抜粋:
----
これまでテスラ強気派で知られてきたウェドブッシュ証券のアナリスト、ダン・アイブズ氏は、4月6日日曜日に顧客向けに発表したレポートで、テスラの株価目標を550ドルから315ドルに引き下げたと公表しました。 同氏は、この43%の引き下げは、マスク氏による「本格的なブランド危機」の結果であり、トランプ政権による世界的な関税と相まって、「テスラにとっての強烈な嵐」を生み出したと述べています。
ブランド危機がテスラに与える深刻な影響
アイブズ氏は以下のように指摘しています。
「テスラは実質的に世界的な政治的対立の象徴となってしまいました。これは、この破壊的テクノロジーの先導者と、今や最大級の竜巻と化したブランド危機の将来にとって、非常に良くない事態です。テスラは、自ら作り出したブランドの問題により、世界市場で少なくとも将来の顧客ベースの10%を失ったか、あるいは破壊したと推定されます。また、これは控えめな推定値かもしれません。欧州では、この数字は20%以上になる可能性もあります。すべてはマスク氏自身が招いたことなのです。」
アイブズ氏はさらに、同社は「残念ながらマスク氏によって政治的な象徴となってしまった」と続け、世界的な反トランプおよび反マスクデモ、そして多くの人々が最近の数か月の間にテスラ車のオーナーに対して行った破壊行為に言及しました。
また、テスラは自動車部品の多くを海外から調達している企業の中では「関税の影響は比較的少ない」と認めていますが、関税が同社に混乱をもたらすことは依然として広く予想されています。 関税の反動により、BYD、Nio、シャオペンなどの中国国内メーカーの製品に消費者がさらに流れる可能性もあるため、このアナリストは、テスラの中国市場での継続的な業績が「より大きな懸念」であると述べています。
----
課題 a:
テスラに関する抜粋について、次の問いに答えてください。
(i) アイブズ氏はテスラの株価目標を何ドルから何ドルに引き下げましたか。
(ii) 欧州では、失われた顧客ベースの割合はどの程度になる可能性があるとされていますか。
(iii) 消費者が流れる可能性のある中国国内メーカーとして、どの企業が挙げられていますか。
抜粋と項目は互いに関係のない別々の資料です。
----
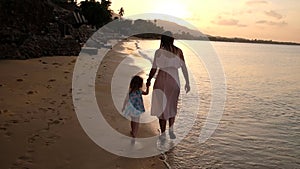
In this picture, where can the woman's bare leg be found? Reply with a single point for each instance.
(162, 124)
(171, 131)
(134, 126)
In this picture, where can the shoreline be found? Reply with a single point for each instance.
(38, 124)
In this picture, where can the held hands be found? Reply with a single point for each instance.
(187, 87)
(148, 83)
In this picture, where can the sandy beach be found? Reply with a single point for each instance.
(38, 124)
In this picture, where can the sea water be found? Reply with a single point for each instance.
(260, 124)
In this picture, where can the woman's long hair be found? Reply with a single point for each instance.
(167, 41)
(135, 84)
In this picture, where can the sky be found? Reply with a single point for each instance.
(253, 19)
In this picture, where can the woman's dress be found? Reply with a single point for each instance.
(166, 88)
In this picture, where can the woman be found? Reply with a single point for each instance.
(167, 60)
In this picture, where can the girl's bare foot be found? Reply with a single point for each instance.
(131, 134)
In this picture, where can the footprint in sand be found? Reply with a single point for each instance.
(31, 92)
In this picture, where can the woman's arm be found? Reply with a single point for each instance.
(146, 92)
(125, 102)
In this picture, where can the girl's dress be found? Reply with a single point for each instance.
(135, 105)
(167, 86)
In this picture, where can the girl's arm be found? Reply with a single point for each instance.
(146, 92)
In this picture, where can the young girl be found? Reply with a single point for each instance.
(133, 105)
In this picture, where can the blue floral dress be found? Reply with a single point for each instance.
(135, 105)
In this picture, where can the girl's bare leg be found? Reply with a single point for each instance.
(162, 124)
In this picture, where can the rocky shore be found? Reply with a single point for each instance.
(31, 29)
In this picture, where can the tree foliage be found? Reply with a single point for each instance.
(97, 14)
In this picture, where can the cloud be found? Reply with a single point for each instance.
(272, 23)
(228, 22)
(273, 14)
(256, 2)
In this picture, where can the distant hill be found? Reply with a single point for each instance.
(183, 32)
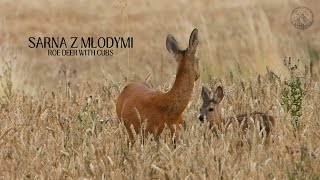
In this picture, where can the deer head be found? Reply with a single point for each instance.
(187, 57)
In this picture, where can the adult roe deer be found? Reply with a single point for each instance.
(208, 111)
(138, 102)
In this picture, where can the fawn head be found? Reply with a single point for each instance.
(186, 56)
(209, 106)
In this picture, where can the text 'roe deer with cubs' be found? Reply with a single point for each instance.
(209, 112)
(138, 102)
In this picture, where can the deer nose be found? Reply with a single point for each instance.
(201, 118)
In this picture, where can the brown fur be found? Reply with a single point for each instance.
(209, 111)
(157, 107)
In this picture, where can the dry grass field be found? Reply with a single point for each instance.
(57, 114)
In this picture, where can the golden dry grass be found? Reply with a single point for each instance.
(49, 130)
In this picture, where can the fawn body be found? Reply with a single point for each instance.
(209, 111)
(138, 102)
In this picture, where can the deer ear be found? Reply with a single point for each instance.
(218, 95)
(172, 45)
(193, 41)
(205, 93)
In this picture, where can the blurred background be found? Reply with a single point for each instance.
(249, 35)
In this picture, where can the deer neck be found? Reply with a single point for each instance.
(179, 95)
----
課題 b:
項目のうち「In this picture, where can the blurred」を含む行から最後の行までを、「deer neck」を「deer's neck」に差し替えて書き直してください。ほかの部分は変えないでください。

解答 a:
(i) 550ドルから315ドルに引き下げました。
(ii) 20%以上になる可能性があるとされています。
(iii) BYD、Nio、シャオペンが挙げられています。

解答 b:
In this picture, where can the blurred background be found? Reply with a single point for each instance.
(249, 35)
In this picture, where can the deer's neck be found? Reply with a single point for each instance.
(179, 95)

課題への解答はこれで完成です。